◆ Source extract ◆
[Start of section]

Covid And Right-Wing Media

The damage done by America’s loss of truly mass media–and especially the loss of trusted local newspapers–isn’t confined to government and civil society. Health officials are now reporting that people who get their “information” from rightwing media sources like Sinclair and Fox are putting themselves at far greater risk from Covid-19.

Sinclair Broadcast Group is less well-known than Fox, but it operates almost 200 television stations. It has consistently downplayed the severity of the pandemic, and recently published an interview with a conspiracy theorist claiming that Dr. Fauci “created the coronavirus using cells.” 

Meanwhile, Fox News pundits continue to question the seriousness of the virus, and to promote untested “cures” touted by Trump and other non-experts.

It isn’t just Sinclair and Fox. Earlier this week, Trump and Don Junior both retweeted a video they evidently got from Breitbart, in which a group of “doctors” said that masks were unnecessary and that Trump’s favorite drug– hydroxychloroquine–cured the virus. (Real medical experts say hydroxychloroquine is useless against Covid and masks are essential.)

One of the “doctors” quoted by Trump is Stella Immanuel, the spiritual leader of Fire Power Ministries, which the Washington Post calls “a pronouncedly non-orthodox church.”

Endometriosis and other potentially dangerous gynecological conditions are the residue of sexual intercourse with demons, Immanuel teaches. These demons, known as “spirit husbands” and “spirit wives” (you might prefer their pet names: Incubus and Succubus) once walked the Earth in physical form. After they drowned in Noah’s flood, however, they carried on only in non-corporeal form. They visit humans in sexy dreams, which aren’t dreams after all but spirit spouses making a booty call.

According to Immanuel, the demons are responsible for a wide variety of problems, including male impotence, most financial troubles and marital discord.

So who are you going to believe? That downer Fauci, or “Doctor” Immanuel?

There are obviously a number of reasons why the U.S. has fallen so far behind other rich countries in containing the virus. The number one reason, of course, is Donald Trump, and the lack of anything approaching a thoughtful, co-ordinated national response managed by medical professionals who actually know what they are doing. Another is the significant minority of our population who justify selfish (and self-destructive) behavior by braying about “freedom.”

[End of section]

◆ Supplied records ◆
[Start of section]

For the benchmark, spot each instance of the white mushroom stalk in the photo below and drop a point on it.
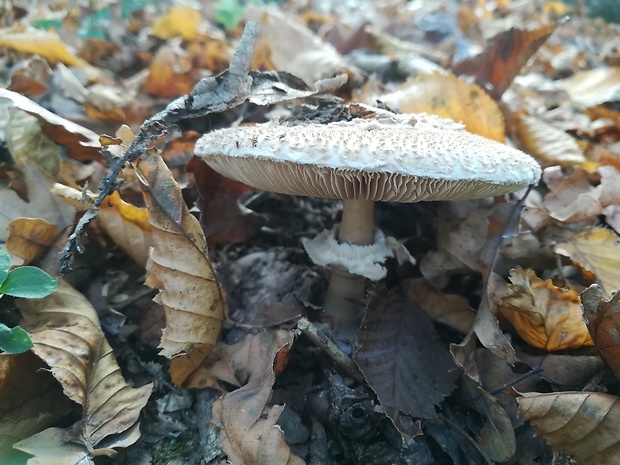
(389, 158)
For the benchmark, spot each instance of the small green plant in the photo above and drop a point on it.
(28, 282)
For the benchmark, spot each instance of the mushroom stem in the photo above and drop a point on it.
(358, 222)
(347, 290)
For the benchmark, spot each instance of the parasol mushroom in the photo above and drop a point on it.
(389, 158)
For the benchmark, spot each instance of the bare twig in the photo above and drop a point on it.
(319, 338)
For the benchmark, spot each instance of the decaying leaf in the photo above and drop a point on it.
(594, 86)
(402, 359)
(496, 67)
(42, 204)
(81, 143)
(598, 251)
(447, 96)
(448, 309)
(545, 316)
(573, 197)
(30, 237)
(179, 267)
(584, 425)
(297, 50)
(126, 224)
(603, 320)
(66, 334)
(548, 143)
(180, 20)
(30, 399)
(43, 43)
(247, 426)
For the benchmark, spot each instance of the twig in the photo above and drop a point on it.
(319, 338)
(210, 95)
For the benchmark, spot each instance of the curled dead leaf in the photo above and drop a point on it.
(597, 250)
(179, 266)
(545, 316)
(585, 425)
(603, 320)
(447, 96)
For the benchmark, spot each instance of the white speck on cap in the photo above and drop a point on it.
(406, 158)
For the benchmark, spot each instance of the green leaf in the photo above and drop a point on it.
(14, 340)
(29, 282)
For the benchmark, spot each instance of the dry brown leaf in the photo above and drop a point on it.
(30, 237)
(126, 224)
(448, 309)
(247, 426)
(545, 316)
(447, 96)
(30, 399)
(550, 144)
(81, 143)
(40, 42)
(179, 266)
(42, 204)
(603, 319)
(496, 67)
(180, 21)
(296, 49)
(402, 358)
(594, 86)
(573, 197)
(581, 424)
(65, 330)
(596, 250)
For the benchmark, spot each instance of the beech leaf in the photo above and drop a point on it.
(603, 320)
(248, 430)
(66, 334)
(179, 266)
(402, 358)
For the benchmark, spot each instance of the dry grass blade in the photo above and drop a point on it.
(585, 425)
(180, 268)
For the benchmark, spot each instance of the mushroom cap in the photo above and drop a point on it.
(406, 158)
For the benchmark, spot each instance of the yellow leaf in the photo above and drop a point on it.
(597, 250)
(181, 20)
(179, 266)
(545, 316)
(447, 96)
(43, 43)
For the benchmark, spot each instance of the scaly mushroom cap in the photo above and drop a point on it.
(409, 158)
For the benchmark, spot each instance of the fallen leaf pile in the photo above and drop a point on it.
(173, 334)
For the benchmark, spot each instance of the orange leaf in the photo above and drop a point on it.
(603, 319)
(447, 96)
(496, 67)
(598, 251)
(545, 316)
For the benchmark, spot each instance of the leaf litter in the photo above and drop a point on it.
(260, 391)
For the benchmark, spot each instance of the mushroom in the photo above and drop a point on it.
(388, 157)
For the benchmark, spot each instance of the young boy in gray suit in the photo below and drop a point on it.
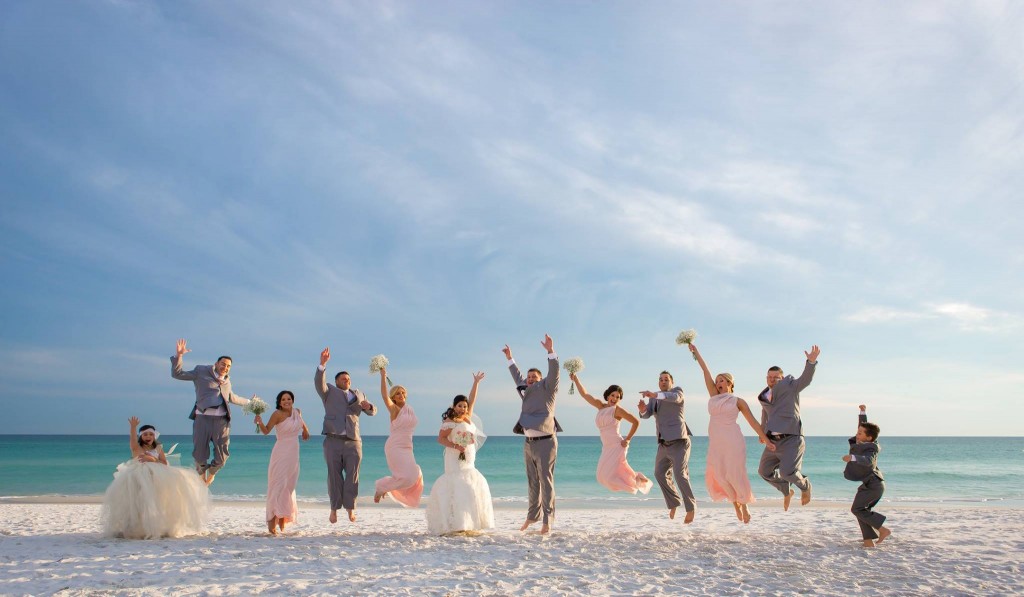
(861, 465)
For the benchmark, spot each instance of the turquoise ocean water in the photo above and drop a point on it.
(962, 470)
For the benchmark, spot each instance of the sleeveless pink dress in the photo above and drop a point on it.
(283, 472)
(726, 475)
(612, 470)
(406, 482)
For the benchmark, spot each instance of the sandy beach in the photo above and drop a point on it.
(55, 548)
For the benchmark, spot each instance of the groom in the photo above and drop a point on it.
(342, 443)
(780, 421)
(537, 422)
(211, 414)
(673, 443)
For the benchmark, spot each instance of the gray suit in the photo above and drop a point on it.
(673, 448)
(540, 453)
(342, 443)
(208, 429)
(872, 485)
(780, 420)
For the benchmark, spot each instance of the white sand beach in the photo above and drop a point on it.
(55, 548)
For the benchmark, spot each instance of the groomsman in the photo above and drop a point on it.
(673, 444)
(780, 421)
(211, 415)
(537, 422)
(342, 443)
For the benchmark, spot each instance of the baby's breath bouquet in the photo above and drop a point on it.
(573, 366)
(687, 337)
(255, 407)
(380, 363)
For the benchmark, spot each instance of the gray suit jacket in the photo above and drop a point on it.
(867, 458)
(538, 399)
(781, 415)
(340, 418)
(669, 417)
(209, 391)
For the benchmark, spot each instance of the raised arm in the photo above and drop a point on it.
(709, 381)
(320, 381)
(472, 391)
(583, 391)
(812, 359)
(178, 359)
(745, 410)
(623, 414)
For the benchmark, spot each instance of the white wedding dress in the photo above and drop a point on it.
(460, 499)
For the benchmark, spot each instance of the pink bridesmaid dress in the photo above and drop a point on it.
(406, 482)
(726, 474)
(612, 470)
(283, 472)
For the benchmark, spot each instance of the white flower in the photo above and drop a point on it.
(378, 363)
(686, 337)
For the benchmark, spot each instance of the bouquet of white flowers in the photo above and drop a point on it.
(255, 407)
(687, 337)
(461, 438)
(380, 363)
(573, 366)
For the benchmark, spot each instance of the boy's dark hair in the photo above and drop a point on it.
(871, 430)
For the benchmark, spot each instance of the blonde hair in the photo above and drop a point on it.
(728, 378)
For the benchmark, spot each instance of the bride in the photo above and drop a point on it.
(460, 499)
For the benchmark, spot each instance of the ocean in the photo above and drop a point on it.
(930, 470)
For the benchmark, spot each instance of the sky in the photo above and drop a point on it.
(432, 180)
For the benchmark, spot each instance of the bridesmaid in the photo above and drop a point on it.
(283, 472)
(406, 482)
(612, 470)
(726, 475)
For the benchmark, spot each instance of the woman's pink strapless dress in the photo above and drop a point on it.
(406, 482)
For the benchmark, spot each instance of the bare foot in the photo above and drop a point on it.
(805, 496)
(883, 534)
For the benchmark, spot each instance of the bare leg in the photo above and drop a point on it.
(805, 495)
(883, 534)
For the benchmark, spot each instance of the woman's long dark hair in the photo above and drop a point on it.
(282, 393)
(450, 414)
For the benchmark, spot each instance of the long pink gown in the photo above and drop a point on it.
(406, 482)
(726, 475)
(283, 472)
(612, 470)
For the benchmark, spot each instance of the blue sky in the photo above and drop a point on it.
(430, 180)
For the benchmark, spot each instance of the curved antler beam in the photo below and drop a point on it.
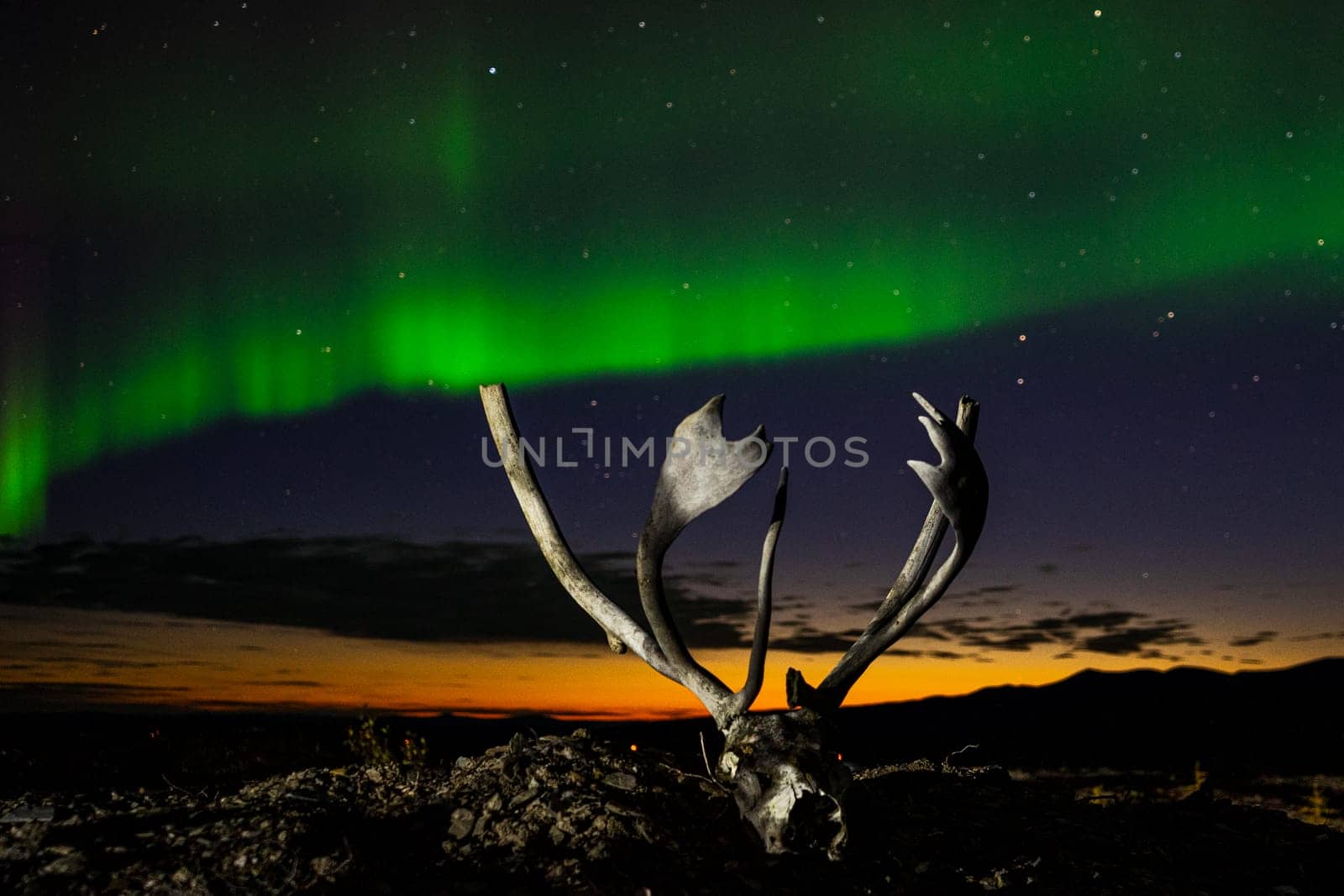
(960, 497)
(620, 627)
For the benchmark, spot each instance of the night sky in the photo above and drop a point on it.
(255, 261)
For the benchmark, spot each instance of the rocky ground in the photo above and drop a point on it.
(577, 815)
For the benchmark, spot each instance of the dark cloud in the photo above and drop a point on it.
(811, 641)
(1260, 637)
(459, 591)
(1136, 640)
(81, 694)
(1112, 631)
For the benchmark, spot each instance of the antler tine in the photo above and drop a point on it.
(961, 493)
(743, 699)
(709, 472)
(620, 627)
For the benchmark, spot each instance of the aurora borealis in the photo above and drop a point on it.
(235, 214)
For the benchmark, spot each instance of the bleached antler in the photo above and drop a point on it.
(690, 484)
(785, 774)
(960, 496)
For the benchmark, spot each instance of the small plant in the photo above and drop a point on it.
(414, 752)
(371, 745)
(1200, 777)
(1317, 810)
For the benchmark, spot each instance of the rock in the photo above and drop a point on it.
(29, 813)
(461, 822)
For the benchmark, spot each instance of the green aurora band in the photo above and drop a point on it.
(260, 241)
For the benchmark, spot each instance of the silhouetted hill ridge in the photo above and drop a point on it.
(1281, 719)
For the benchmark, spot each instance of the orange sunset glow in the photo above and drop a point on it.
(129, 658)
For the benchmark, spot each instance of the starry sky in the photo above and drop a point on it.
(255, 261)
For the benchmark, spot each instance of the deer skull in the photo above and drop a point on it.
(783, 768)
(786, 783)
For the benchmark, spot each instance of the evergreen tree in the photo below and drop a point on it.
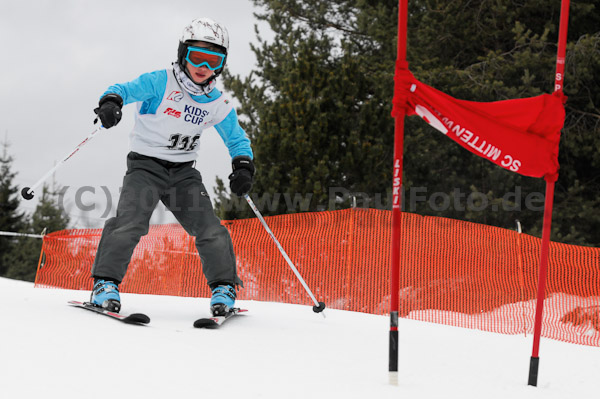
(317, 107)
(22, 260)
(11, 220)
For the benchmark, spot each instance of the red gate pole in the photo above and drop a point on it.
(396, 199)
(544, 253)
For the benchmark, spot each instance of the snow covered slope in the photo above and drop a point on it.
(51, 350)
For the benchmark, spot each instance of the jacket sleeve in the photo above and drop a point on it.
(148, 88)
(234, 137)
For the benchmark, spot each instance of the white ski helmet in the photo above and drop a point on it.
(206, 30)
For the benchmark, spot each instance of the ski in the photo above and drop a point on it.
(217, 321)
(134, 318)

[End of section]

◆ Parts of the exercise ◆
**a)** Answer these questions about the Covid and right-wing media piece:
(i) About how many television stations does Sinclair Broadcast Group operate?
(ii) Of what church is Stella Immanuel the spiritual leader?
(iii) According to Immanuel, endometriosis and other gynecological conditions are the residue of what?
**b)** Swap "marital discord" for "workplace conflict" in the Covid and right-wing media piece, and write out the passage between "According to Immanuel, the" and "and marital discord.", inclusive, with that change.
Draw every answer from the Covid and right-wing media piece alone.

◆ Answers for the tasks ◆
**a)**
(i) Almost 200
(ii) Fire Power Ministries
(iii) Sexual intercourse with demons

**b)**
According to Immanuel, the demons are responsible for a wide variety of problems, including male impotence, most financial troubles and workplace conflict.